§ CONSIGNE A: Compte les lignes des enregistrements ci-dessous qui contiennent le mot « building ». Donne uniquement le nombre.

§ EXTRAIT FOURNI:
-------

Les éditeurs Casterman, Futuropolis, Kana, Panini et Rue de Sèvres se sont réunis il y a quelques semaines afin d'organiser un hommage à l'auteur japonais Jirô Taniguchi au cours du salon Livre Paris, Porte de Versailles du 24 au 27 mars 2017. Le "poète du manga" qui s'est éteint à Tokyo le 11 février dernier à l'âge de 69 ans, laisse au-delà des frontières une œuvre magistrale développée au fur et à mesure d'un parcours exigeant.
Lors de la conférence animée par Didier Pasamonik et Flavien Appavou, en présence de Benoît Peeters (écrivain, scénariste et théoricien, auteur de L'Homme qui dessine - Entretiens avec Jirô Taniguchi, Ed. Casterman, 2012), Jean-David Morvan (scénariste, auteur de Mon année, Ed. Dargaud, 2009) et Corinne Quentin (traductrice et agent de Taniguchi), les intervenants sont revenus sur l'itinéraire de l'auteur et sur son rôle de médiateur entre la bande dessinée européenne et le manga japonais.
Autodidacte, Jirô Taniguchi avait différentes facettes dont chaque éditeur possède une partie, selon Corinne Quentin. Né le 14 août 1947 dans une famille assez pauvre, il grandit à Tottori dans la région du Chūgoku, ville bientôt ravagée par le tragique incendie du 17 avril 1952 qu'il évoque dans Le Journal de mon père (Ed. Casterman, 1999-2000). Sa jeunesse est marquée par deux grandes joies : dessiner (ainsi que lire des mangas) et faire du vélo ! En 1969, il s'installe à Tokyo pour devenir mangaka ; il est tour à tour assistant de Kyūta Ishikawa et de Kazuo Kamimura.

-------

Enregistrements tirés d'une source de données:
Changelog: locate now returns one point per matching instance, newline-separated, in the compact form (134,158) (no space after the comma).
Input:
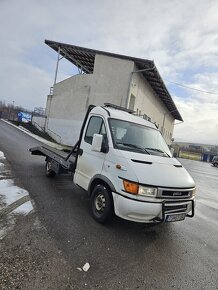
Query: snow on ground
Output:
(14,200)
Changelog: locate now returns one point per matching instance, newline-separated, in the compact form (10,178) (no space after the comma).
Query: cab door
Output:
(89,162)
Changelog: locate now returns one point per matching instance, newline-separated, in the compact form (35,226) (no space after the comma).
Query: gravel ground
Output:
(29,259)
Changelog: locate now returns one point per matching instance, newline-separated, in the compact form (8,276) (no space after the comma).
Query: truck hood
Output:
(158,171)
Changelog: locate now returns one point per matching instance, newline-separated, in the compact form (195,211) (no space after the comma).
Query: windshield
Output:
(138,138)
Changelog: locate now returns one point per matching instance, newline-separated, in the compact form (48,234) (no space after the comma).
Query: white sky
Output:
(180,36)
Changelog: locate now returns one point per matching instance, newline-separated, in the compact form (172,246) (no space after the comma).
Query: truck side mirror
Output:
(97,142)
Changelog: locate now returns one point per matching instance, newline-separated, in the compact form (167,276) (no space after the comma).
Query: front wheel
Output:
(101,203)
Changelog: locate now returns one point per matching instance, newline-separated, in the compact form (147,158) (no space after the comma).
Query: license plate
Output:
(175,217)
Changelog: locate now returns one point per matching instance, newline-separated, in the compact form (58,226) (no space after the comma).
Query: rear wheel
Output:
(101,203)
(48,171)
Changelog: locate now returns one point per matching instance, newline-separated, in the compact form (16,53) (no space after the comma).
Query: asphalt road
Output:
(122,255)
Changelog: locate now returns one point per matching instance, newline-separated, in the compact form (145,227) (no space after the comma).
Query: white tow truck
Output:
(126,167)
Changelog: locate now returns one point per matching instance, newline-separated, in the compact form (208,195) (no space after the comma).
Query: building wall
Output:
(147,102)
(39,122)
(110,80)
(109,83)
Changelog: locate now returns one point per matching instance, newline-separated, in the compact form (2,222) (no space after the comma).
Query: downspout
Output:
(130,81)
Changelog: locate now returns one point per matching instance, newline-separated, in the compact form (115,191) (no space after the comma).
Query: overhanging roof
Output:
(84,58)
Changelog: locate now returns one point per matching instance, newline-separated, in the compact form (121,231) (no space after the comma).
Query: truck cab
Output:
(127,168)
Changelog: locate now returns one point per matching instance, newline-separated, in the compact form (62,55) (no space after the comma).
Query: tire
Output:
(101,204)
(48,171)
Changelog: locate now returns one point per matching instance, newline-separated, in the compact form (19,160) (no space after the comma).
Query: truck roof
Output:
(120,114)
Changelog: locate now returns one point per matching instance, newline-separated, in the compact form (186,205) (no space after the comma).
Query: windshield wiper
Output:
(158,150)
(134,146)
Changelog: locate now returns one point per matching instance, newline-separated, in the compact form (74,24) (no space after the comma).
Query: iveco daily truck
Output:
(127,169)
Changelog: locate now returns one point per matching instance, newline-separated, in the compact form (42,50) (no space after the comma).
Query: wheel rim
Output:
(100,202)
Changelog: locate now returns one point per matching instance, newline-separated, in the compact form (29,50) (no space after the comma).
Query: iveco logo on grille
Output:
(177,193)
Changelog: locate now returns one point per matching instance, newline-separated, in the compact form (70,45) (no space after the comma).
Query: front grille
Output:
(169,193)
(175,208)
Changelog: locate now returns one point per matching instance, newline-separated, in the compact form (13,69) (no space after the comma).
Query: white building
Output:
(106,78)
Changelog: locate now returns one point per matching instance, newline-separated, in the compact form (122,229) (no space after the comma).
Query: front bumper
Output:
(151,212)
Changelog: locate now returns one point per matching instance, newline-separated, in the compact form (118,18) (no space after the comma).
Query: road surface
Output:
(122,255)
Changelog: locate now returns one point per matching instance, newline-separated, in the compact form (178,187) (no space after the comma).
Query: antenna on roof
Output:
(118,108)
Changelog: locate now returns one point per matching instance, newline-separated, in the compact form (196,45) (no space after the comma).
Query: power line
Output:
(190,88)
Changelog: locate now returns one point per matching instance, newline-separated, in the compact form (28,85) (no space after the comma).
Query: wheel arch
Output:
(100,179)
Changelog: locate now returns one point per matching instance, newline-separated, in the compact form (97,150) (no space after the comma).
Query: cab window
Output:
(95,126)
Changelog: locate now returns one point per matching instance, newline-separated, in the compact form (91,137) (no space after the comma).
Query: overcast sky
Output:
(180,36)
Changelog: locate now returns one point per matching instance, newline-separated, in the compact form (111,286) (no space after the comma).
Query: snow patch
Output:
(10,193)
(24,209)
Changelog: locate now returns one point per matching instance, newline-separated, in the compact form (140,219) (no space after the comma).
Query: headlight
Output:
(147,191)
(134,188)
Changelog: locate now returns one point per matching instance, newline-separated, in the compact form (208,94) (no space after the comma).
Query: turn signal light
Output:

-------

§ CONSIGNE B: Reprends sous forme de liste plus courte le paragraphe du texte sur l'hommage à Jirô Taniguchi qui commence par « Autodidacte, Jirô Taniguchi », en gardant les faits principaux.

§ RÉPONSE ATTENDUE A: 2

§ RÉPONSE ATTENDUE B:
- Autodidacte, Jirô Taniguchi avait plusieurs facettes. Selon Corinne Quentin, chaque éditeur en possède une partie.
- Il naît le 14 août 1947 dans une famille assez pauvre et grandit à Tottori, dans la région du Chūgoku.
- Le 17 avril 1952, un incendie tragique ravage la ville. Il l'évoque dans Le Journal de mon père (Ed. Casterman, 1999-2000).
- Sa jeunesse tourne autour de deux grandes joies : dessiner (et lire des mangas) et faire du vélo.
- En 1969, il s'installe à Tokyo pour devenir mangaka. Il est tour à tour assistant de Kyūta Ishikawa et de Kazuo Kamimura.